▶ [WORK REQUIRED]:
Copy out each line of the records that contains the string "black". Case counts.

⟨

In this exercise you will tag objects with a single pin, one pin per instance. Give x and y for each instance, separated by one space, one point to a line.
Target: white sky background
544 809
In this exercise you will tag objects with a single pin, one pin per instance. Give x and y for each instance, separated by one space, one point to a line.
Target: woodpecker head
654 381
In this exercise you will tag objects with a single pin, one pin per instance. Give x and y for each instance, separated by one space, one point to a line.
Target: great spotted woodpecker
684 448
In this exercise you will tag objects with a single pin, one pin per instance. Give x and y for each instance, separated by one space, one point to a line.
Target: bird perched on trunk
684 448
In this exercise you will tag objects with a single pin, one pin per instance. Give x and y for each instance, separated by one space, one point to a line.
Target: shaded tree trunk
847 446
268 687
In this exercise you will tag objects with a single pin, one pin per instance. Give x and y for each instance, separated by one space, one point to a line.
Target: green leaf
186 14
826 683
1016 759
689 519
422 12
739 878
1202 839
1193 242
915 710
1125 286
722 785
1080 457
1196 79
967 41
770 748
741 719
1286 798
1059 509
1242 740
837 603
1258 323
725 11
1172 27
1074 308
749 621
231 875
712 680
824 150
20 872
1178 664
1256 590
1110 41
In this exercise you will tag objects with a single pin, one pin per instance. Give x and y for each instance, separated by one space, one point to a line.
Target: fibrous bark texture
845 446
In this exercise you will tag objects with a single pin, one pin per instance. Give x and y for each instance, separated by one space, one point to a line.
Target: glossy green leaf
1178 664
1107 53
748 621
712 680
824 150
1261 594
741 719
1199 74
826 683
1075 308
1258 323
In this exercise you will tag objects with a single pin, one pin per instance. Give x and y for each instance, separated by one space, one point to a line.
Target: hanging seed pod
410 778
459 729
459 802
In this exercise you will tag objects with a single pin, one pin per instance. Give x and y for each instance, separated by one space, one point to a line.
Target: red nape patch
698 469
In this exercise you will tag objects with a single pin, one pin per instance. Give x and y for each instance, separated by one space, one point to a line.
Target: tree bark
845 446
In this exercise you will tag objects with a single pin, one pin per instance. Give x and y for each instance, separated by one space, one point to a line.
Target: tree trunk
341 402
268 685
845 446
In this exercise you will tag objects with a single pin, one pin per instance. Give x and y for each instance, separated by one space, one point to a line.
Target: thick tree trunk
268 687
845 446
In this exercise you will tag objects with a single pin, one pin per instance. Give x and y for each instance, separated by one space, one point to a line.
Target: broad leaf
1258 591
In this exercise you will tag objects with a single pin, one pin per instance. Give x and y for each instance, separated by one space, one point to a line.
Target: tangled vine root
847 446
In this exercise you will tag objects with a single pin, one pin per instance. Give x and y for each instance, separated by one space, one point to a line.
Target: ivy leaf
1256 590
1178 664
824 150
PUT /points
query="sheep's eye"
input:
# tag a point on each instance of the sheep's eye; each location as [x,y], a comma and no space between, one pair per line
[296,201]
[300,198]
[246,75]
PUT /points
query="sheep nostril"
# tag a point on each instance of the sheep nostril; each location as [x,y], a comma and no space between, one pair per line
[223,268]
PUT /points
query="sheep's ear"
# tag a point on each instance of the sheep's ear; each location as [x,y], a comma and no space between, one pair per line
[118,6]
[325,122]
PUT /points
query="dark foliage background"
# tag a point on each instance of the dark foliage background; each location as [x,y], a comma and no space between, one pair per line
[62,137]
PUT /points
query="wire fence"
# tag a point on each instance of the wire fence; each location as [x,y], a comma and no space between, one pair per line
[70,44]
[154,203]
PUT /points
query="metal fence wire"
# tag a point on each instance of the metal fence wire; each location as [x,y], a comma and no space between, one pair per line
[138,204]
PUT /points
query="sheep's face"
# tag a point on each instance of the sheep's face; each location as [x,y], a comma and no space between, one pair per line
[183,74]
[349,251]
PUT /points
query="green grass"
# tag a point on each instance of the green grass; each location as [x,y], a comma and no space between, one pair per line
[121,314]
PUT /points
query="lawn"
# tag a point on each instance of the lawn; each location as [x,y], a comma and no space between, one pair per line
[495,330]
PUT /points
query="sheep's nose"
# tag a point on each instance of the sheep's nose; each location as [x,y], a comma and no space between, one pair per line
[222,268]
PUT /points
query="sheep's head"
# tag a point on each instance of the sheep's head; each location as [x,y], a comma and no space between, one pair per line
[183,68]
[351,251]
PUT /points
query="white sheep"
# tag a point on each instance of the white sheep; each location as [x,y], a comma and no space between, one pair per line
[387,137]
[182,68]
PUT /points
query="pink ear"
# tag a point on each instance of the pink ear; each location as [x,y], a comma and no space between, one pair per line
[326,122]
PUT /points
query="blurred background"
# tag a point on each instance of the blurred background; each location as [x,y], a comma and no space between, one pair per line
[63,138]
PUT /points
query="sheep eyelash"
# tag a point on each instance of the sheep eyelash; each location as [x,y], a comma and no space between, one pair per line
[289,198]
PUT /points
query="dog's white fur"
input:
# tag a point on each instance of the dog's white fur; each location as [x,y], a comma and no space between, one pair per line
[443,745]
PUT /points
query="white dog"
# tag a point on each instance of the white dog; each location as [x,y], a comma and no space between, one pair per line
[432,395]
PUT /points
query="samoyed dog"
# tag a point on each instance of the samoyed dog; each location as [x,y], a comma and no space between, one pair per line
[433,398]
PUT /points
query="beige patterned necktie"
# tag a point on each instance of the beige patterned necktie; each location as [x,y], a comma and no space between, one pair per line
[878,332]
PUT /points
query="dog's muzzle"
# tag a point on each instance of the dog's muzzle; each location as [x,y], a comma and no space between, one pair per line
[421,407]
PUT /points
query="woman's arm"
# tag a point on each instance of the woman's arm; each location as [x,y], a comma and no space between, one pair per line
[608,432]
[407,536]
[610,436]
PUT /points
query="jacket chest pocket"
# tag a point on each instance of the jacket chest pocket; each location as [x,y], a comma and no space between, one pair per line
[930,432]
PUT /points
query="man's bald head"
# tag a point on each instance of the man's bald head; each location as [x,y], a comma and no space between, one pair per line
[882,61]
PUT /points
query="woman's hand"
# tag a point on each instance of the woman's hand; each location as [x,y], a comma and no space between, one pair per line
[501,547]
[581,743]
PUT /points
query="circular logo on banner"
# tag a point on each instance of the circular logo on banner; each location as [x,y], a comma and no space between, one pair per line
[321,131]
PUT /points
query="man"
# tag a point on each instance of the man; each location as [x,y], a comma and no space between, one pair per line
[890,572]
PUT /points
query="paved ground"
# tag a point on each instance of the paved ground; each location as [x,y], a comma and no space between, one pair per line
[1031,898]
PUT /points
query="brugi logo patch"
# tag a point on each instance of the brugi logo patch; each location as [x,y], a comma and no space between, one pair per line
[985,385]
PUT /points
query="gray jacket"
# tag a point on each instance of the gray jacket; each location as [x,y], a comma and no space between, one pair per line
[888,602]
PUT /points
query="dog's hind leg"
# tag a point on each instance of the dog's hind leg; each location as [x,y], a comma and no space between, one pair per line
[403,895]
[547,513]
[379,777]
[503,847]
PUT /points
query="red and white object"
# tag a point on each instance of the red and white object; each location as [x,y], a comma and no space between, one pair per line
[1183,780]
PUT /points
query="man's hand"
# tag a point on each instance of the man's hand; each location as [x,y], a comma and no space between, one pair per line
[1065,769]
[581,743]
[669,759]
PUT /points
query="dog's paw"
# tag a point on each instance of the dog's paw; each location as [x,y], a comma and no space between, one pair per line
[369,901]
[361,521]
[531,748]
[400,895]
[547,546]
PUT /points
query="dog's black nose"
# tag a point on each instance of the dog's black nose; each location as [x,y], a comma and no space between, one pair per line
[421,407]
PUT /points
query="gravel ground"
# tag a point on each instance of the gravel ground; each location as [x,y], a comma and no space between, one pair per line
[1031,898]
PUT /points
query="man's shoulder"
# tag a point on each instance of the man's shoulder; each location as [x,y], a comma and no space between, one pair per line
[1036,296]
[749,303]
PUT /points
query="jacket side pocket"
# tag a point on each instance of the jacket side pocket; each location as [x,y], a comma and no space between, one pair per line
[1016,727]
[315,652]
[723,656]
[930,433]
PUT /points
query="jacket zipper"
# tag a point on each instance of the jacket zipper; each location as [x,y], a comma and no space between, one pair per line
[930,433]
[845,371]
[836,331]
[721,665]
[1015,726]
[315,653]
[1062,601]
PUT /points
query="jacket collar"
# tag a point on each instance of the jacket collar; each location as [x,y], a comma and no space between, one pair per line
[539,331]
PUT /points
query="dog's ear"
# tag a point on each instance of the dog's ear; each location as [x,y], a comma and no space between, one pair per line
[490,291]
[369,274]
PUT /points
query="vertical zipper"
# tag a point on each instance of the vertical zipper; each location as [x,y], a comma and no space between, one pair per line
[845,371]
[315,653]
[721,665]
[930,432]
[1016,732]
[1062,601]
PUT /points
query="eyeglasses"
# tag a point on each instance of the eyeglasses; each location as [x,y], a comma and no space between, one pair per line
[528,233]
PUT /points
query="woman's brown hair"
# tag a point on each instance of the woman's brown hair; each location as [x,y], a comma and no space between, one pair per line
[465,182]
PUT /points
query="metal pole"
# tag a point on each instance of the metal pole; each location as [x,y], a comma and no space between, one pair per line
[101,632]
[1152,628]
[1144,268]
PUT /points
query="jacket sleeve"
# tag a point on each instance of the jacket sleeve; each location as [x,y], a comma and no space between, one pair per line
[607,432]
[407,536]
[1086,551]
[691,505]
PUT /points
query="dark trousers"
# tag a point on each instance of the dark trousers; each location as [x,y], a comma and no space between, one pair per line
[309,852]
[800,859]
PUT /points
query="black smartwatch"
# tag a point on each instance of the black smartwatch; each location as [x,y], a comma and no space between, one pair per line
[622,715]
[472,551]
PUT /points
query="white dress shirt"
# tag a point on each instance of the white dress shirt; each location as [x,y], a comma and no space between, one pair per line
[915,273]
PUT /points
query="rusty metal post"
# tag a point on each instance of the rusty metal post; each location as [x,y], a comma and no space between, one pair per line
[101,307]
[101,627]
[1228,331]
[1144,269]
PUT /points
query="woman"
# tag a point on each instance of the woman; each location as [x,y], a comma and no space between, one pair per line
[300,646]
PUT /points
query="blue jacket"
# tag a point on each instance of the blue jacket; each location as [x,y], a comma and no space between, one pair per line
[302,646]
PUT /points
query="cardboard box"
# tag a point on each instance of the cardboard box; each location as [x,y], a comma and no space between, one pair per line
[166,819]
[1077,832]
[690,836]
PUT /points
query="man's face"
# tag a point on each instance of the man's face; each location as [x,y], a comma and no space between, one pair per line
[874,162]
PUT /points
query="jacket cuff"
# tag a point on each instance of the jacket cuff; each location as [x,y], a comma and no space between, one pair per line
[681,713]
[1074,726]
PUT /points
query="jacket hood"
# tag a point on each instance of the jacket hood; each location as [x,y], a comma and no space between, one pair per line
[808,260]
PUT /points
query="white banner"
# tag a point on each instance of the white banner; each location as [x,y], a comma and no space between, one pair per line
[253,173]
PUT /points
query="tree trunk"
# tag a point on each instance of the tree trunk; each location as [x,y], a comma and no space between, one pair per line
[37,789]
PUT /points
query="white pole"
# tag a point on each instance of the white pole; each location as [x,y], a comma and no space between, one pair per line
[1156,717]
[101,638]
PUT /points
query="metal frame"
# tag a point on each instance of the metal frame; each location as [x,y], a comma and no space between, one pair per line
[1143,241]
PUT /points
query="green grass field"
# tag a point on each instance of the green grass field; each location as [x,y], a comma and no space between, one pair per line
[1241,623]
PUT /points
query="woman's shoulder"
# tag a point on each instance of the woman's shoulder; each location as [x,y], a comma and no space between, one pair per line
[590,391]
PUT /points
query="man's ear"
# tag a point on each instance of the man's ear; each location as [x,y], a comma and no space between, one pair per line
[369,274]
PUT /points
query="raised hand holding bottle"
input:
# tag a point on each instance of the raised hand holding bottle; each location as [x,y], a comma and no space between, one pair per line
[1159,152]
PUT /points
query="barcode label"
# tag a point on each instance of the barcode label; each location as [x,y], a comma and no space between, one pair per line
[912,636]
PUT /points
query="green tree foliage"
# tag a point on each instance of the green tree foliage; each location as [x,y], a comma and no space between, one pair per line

⟩

▶ [SOLVED EXERCISE]:
query="dog's black nose"
# tag a point on each instance of the dog's black nose; each location as [x,y], a comma and no space between, one pair per line
query="black smartwatch"
# tag a point on each instance of the black smartwatch; each location as [x,y], a comma and no space between, one pair per line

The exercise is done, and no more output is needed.